##### The records

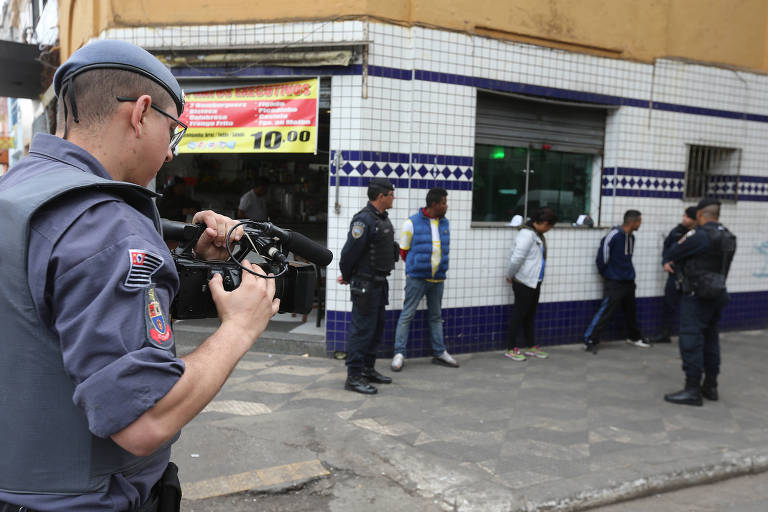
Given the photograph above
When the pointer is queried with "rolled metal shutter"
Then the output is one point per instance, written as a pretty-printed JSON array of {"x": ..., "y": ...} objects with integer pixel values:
[{"x": 509, "y": 120}]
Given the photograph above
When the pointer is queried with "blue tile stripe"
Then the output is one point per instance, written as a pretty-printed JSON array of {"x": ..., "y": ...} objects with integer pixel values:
[
  {"x": 633, "y": 182},
  {"x": 417, "y": 170},
  {"x": 483, "y": 328},
  {"x": 469, "y": 81}
]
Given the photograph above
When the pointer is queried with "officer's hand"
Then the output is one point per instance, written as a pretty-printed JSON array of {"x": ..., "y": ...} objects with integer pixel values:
[
  {"x": 211, "y": 245},
  {"x": 248, "y": 307}
]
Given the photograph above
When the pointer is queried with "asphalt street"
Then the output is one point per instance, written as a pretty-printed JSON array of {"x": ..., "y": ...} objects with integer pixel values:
[{"x": 566, "y": 433}]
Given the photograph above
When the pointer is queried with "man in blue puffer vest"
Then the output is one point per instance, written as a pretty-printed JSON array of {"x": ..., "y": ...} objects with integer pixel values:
[{"x": 424, "y": 245}]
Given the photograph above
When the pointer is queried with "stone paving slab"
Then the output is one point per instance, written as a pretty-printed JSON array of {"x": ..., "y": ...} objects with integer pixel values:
[{"x": 563, "y": 433}]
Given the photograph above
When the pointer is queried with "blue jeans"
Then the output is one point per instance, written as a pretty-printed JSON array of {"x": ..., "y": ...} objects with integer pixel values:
[{"x": 415, "y": 289}]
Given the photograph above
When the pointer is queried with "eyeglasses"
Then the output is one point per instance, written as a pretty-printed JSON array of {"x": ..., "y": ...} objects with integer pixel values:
[{"x": 176, "y": 133}]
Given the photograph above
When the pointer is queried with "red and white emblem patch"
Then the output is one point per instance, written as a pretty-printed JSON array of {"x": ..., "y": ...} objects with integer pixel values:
[{"x": 143, "y": 264}]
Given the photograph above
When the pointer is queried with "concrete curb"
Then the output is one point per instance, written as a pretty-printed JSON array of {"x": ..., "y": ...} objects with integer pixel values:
[{"x": 646, "y": 486}]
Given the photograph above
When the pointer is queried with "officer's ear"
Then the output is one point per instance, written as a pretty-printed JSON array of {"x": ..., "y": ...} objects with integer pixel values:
[{"x": 139, "y": 112}]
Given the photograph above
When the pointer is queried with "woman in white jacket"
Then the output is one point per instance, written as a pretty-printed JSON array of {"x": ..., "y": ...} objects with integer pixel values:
[{"x": 526, "y": 272}]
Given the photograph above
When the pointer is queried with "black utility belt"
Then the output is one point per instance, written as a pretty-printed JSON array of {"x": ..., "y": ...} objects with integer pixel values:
[{"x": 377, "y": 278}]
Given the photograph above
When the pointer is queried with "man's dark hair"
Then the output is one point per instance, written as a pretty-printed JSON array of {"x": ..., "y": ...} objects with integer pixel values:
[
  {"x": 545, "y": 214},
  {"x": 374, "y": 189},
  {"x": 95, "y": 94},
  {"x": 631, "y": 216},
  {"x": 711, "y": 211},
  {"x": 436, "y": 195}
]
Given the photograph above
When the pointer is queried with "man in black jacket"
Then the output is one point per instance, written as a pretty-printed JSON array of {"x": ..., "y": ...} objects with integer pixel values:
[{"x": 672, "y": 288}]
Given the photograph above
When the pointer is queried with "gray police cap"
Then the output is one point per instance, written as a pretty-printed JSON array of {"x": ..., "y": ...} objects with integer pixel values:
[
  {"x": 707, "y": 201},
  {"x": 110, "y": 54},
  {"x": 381, "y": 183}
]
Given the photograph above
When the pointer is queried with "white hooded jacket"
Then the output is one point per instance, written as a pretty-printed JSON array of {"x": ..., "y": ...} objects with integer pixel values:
[{"x": 527, "y": 257}]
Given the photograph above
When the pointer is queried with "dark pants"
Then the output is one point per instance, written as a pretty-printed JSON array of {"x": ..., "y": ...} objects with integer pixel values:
[
  {"x": 523, "y": 314},
  {"x": 366, "y": 328},
  {"x": 699, "y": 337},
  {"x": 617, "y": 293},
  {"x": 670, "y": 306}
]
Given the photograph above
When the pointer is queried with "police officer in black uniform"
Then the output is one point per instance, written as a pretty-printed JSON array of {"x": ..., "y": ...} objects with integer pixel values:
[
  {"x": 672, "y": 287},
  {"x": 704, "y": 257},
  {"x": 368, "y": 256}
]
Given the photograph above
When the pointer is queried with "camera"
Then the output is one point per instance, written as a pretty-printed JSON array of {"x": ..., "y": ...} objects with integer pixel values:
[{"x": 266, "y": 244}]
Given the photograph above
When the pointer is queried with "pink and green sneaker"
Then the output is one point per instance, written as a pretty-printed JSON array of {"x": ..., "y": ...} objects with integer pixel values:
[
  {"x": 515, "y": 355},
  {"x": 535, "y": 351}
]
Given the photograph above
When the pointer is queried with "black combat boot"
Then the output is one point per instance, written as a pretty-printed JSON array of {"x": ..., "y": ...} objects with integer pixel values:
[
  {"x": 690, "y": 395},
  {"x": 359, "y": 384},
  {"x": 709, "y": 387},
  {"x": 373, "y": 376}
]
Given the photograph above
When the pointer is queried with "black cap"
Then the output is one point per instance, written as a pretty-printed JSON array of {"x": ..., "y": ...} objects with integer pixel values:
[
  {"x": 110, "y": 54},
  {"x": 707, "y": 201},
  {"x": 381, "y": 183}
]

##########

• _Exercise_
Down to the last line, return the entries above exactly, with no pictures.

• _Answer to this problem_
Given the photograph above
When the pointer is queried with "rolled metal shutter"
Then the output is one point per instance, written as a pretty-printed JSON array of {"x": ..., "y": ...} objects with integer pixel values:
[{"x": 509, "y": 120}]
Given the photograph above
When the pointer is queried with "blue tile stripe"
Then the output is one point per instance, written as a pretty-printed JSON array of {"x": ..., "y": ...} objects with integer pixel values:
[
  {"x": 633, "y": 182},
  {"x": 417, "y": 170},
  {"x": 483, "y": 328},
  {"x": 469, "y": 81}
]
Given the photograph above
When the pointer is queried with "officer's hand"
Then the output is one point per instance, written as a pretty-printed JSON array of {"x": ..., "y": ...} objects with integer pixel values:
[
  {"x": 211, "y": 245},
  {"x": 248, "y": 307}
]
Given the photograph above
When the pointer is queried with "asphalt street"
Then the output is one point per instance, written as a pretty-printed JSON array of {"x": ..., "y": ...} objects with integer pixel values:
[{"x": 566, "y": 433}]
Given the photograph above
When the pointer is queried with "man in blue puffer vest"
Then the output is one point per instance, written as a pretty-printed JSON array of {"x": ..., "y": ...} objects with integer pixel values:
[{"x": 424, "y": 245}]
Given the photograph above
When the pointer is queried with "stone paving slab"
Then the output is one point per instance, written as a pretty-printed JSON array of {"x": ..., "y": ...} objects with integer pixel values:
[{"x": 563, "y": 433}]
Given the photograph above
When the pointer is queried with "blue jeans"
Then the output is one point per instance, written as a pretty-printed JSON array of {"x": ..., "y": ...} objects with integer pixel values:
[{"x": 415, "y": 289}]
Given the photograph above
When the pointer is queried with "eyeglasses"
Then the output is one point per instance, written as a pretty-printed JSON array of {"x": ..., "y": ...} objects with integer pixel values:
[{"x": 176, "y": 133}]
Given the photograph above
When the pointer is queried with "red and white emblem patch"
Then the output is one point per instance, written as a pretty-printed JSON array of {"x": ..., "y": ...} objects with integer pixel values:
[{"x": 143, "y": 264}]
Given the photograph above
When the pointer is queried with "concrete curb"
Then the output is one point per instance, written as a pretty-printed JSON array of {"x": ..., "y": ...} objects with integer pixel values:
[{"x": 646, "y": 486}]
Given the photograph above
When the pointer is queried with "officer's ear"
Then the output is one point per instance, written as a pretty-printed JSON array of {"x": ..., "y": ...} objects with integer pixel values:
[{"x": 139, "y": 112}]
Given the photograph above
When the pointer is queried with "woman in white jacket"
Then the output is one point per instance, written as a pretty-printed JSON array of {"x": ..., "y": ...} objects with integer pixel values:
[{"x": 526, "y": 272}]
Given the photograph above
When the pointer is queried with "black utility belt"
Then the output is one point per instance, written as a pretty-printed JSON array of {"x": ..., "y": ...} objects with integer pixel values:
[{"x": 377, "y": 278}]
Given the photograph above
When the pointer is queried with "man's dark hair"
Then the output is one point per instance, written as a pretty-printed JSON array of {"x": ..., "y": ...} objects with integer pixel values:
[
  {"x": 545, "y": 214},
  {"x": 374, "y": 189},
  {"x": 95, "y": 94},
  {"x": 631, "y": 216},
  {"x": 711, "y": 211},
  {"x": 436, "y": 195}
]
Given the photograph above
When the pointer is queried with "man in black jacket"
Then the output is one point per instance, written as a pretty-printed JSON array of {"x": ..., "y": ...} objects with integer pixel values:
[{"x": 672, "y": 288}]
Given the photograph above
When the pointer is queried with "gray police cap"
Then the output is one point per instance, written as a pretty-printed JSON array of {"x": ..., "y": ...} objects with integer pixel values:
[
  {"x": 707, "y": 201},
  {"x": 110, "y": 54},
  {"x": 381, "y": 183}
]
Given the photograph above
When the pointer is queried with "white hooded jacket"
Then the output is one point per instance, written as a pretty-printed JSON array of {"x": ..., "y": ...} objects with integer pixel values:
[{"x": 527, "y": 257}]
Given the photograph above
When the pointer is queried with "dark pants"
Then the output is one point per instance, written as a pretty-printed JSON array of {"x": ..., "y": ...} objects with integer pixel values:
[
  {"x": 523, "y": 314},
  {"x": 366, "y": 328},
  {"x": 699, "y": 337},
  {"x": 617, "y": 293},
  {"x": 670, "y": 306}
]
Given the photograph above
When the pointer is queried with "police officer in black uniform"
Then the output is one point per instance, written as a pretty-printed JSON array of {"x": ..., "y": ...} objects with integer pixel values:
[
  {"x": 672, "y": 287},
  {"x": 704, "y": 257},
  {"x": 368, "y": 256}
]
Given the photograph above
When the pointer is queried with "camera"
Then the output is one point per instance, written as a pretty-printed JSON array of {"x": ..., "y": ...} objects with integer pixel values:
[{"x": 266, "y": 244}]
Given the photograph above
When the pointer is queried with "pink and green sneaker"
Then the output is one point per instance, written as a pretty-printed JSON array of {"x": ..., "y": ...} objects with integer pixel values:
[
  {"x": 515, "y": 355},
  {"x": 535, "y": 351}
]
Given the photograph above
When the pointer is queried with "black combat boot"
Then the output is one point per instance, written as a pretty-printed JSON array of {"x": ..., "y": ...} objects with integer pixel values:
[
  {"x": 690, "y": 395},
  {"x": 359, "y": 384},
  {"x": 709, "y": 387},
  {"x": 373, "y": 376}
]
Given the photograph above
When the pointer is queried with "black cap"
Then the output is one point per instance, written as a pretty-printed JSON array of {"x": ..., "y": ...} objects with integer pixel values:
[
  {"x": 110, "y": 54},
  {"x": 707, "y": 201},
  {"x": 381, "y": 183}
]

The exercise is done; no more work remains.